----- RECORDS TO USE -----
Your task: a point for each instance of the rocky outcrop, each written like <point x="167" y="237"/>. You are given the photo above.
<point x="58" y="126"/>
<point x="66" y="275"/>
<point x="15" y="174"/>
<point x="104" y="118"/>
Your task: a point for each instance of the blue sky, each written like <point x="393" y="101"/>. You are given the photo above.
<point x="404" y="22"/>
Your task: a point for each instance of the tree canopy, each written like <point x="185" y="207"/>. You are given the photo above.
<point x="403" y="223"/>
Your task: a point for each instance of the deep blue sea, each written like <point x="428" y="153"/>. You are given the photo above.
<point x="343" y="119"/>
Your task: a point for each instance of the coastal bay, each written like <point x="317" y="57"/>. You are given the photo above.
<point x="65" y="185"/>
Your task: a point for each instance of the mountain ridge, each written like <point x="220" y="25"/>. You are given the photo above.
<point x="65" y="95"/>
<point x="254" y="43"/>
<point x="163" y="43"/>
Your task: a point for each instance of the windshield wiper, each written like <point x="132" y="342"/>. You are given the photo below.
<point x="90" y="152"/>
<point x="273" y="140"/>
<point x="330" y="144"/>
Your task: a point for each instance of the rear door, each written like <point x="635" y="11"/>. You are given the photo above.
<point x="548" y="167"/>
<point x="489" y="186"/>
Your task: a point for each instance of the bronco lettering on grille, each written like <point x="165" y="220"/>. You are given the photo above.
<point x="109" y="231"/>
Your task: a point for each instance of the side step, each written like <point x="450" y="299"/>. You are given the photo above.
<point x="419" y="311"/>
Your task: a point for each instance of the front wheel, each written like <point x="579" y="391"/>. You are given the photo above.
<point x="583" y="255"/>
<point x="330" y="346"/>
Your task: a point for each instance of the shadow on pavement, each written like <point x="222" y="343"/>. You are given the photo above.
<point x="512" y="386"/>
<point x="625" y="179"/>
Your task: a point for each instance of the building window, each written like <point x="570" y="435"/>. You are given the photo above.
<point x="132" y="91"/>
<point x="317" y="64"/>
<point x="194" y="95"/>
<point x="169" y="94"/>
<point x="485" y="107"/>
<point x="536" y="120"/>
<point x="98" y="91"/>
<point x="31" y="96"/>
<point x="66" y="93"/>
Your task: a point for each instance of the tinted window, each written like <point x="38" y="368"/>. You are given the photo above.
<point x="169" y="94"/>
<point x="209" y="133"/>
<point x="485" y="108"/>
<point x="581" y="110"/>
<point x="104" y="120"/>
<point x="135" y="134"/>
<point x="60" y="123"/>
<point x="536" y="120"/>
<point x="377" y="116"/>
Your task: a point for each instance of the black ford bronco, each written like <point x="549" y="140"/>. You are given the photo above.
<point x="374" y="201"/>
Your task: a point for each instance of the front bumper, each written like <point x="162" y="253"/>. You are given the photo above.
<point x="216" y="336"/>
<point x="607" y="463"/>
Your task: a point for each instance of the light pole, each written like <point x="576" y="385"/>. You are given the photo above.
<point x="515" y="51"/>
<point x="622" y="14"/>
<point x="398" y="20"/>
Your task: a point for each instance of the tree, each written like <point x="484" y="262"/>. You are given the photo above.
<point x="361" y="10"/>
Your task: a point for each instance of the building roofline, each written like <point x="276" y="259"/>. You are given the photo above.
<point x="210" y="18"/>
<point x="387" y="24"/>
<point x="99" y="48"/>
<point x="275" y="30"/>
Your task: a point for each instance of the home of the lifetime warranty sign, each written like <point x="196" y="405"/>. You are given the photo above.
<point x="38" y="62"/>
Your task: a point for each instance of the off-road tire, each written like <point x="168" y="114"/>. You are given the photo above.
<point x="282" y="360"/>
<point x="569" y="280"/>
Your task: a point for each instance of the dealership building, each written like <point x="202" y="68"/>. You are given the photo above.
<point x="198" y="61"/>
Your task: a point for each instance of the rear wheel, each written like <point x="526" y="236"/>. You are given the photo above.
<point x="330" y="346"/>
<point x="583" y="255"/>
-----
*WRITTEN REQUEST*. Please rewrite the stretch of lines from the one containing "Your task: a point for each instance of the dealership" through the end of the lines, keeping every request as it stands and adding 35 to each x and y coordinate in the answer points.

*FULL RESPONSE*.
Your task: a point for each instance of the dealership building, each written like <point x="202" y="68"/>. You are given the photo above.
<point x="233" y="96"/>
Your task: a point for each instance of the rear wheel, each written like <point x="526" y="236"/>. You are given the photo above.
<point x="365" y="381"/>
<point x="618" y="290"/>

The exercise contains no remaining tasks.